How many lines of the listing below contain the string "gabled"? Reply with the number alone.

> _AVAILABLE RECORDS_:
────────
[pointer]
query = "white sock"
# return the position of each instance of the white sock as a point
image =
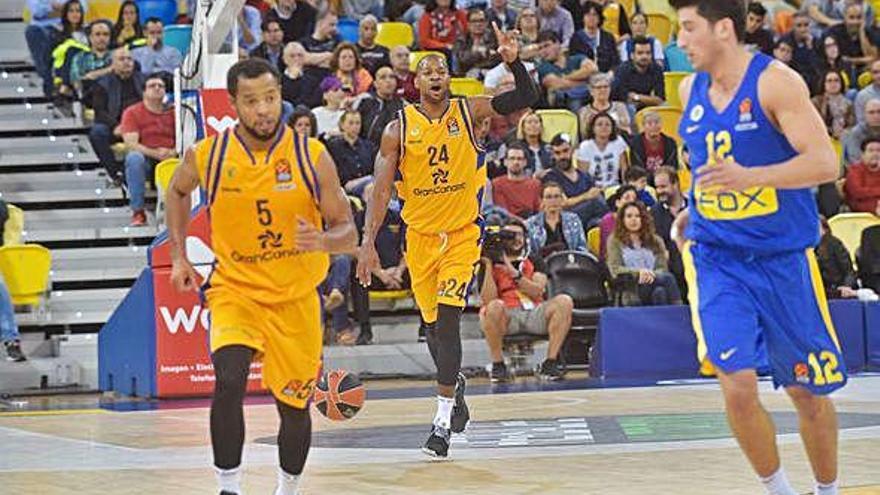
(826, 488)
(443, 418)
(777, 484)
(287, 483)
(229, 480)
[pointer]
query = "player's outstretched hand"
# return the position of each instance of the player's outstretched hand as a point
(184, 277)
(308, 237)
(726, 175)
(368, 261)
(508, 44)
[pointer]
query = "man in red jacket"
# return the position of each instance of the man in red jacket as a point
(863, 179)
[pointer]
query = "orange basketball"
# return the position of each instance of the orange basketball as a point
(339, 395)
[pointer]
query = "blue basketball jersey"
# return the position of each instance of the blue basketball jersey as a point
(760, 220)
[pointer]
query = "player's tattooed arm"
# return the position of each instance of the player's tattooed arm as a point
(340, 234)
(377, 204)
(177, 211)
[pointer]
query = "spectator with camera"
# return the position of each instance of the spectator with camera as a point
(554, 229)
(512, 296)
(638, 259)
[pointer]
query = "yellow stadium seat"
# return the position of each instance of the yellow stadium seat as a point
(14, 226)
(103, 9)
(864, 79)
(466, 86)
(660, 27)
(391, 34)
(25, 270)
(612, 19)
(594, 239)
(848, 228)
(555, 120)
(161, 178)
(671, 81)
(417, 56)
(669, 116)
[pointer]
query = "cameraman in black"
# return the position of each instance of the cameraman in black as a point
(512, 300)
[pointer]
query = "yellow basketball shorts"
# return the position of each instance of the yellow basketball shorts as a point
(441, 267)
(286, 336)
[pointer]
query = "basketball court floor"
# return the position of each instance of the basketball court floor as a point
────────
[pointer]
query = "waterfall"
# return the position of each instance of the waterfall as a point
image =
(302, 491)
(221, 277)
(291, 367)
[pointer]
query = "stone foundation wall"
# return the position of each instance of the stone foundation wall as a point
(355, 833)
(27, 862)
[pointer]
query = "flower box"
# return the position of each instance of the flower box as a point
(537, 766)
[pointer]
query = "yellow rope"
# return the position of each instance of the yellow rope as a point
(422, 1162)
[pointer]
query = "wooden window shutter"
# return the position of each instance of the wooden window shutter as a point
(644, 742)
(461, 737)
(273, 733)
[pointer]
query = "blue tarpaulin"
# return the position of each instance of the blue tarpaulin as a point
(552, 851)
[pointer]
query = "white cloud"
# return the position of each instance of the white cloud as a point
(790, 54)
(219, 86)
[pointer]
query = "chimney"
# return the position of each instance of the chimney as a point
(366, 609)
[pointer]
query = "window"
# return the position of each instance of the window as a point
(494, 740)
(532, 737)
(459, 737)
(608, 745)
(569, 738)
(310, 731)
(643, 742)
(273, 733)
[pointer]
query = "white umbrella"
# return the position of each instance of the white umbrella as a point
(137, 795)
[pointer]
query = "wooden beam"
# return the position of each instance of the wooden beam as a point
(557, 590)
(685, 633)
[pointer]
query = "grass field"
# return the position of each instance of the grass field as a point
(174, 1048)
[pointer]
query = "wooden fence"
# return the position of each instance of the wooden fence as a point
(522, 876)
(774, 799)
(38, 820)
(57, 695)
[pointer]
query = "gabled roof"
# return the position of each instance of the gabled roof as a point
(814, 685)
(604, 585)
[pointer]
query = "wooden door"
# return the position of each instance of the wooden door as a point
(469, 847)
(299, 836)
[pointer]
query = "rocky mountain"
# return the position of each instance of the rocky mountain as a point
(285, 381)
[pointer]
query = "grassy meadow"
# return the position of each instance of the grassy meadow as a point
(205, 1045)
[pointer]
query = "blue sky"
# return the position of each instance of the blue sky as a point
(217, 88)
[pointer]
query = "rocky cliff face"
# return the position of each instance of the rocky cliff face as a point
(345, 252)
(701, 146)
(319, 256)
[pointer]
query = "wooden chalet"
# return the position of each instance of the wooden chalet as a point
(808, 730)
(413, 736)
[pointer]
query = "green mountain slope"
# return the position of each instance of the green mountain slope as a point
────────
> _RESPONSE TO THIS EXERCISE_:
2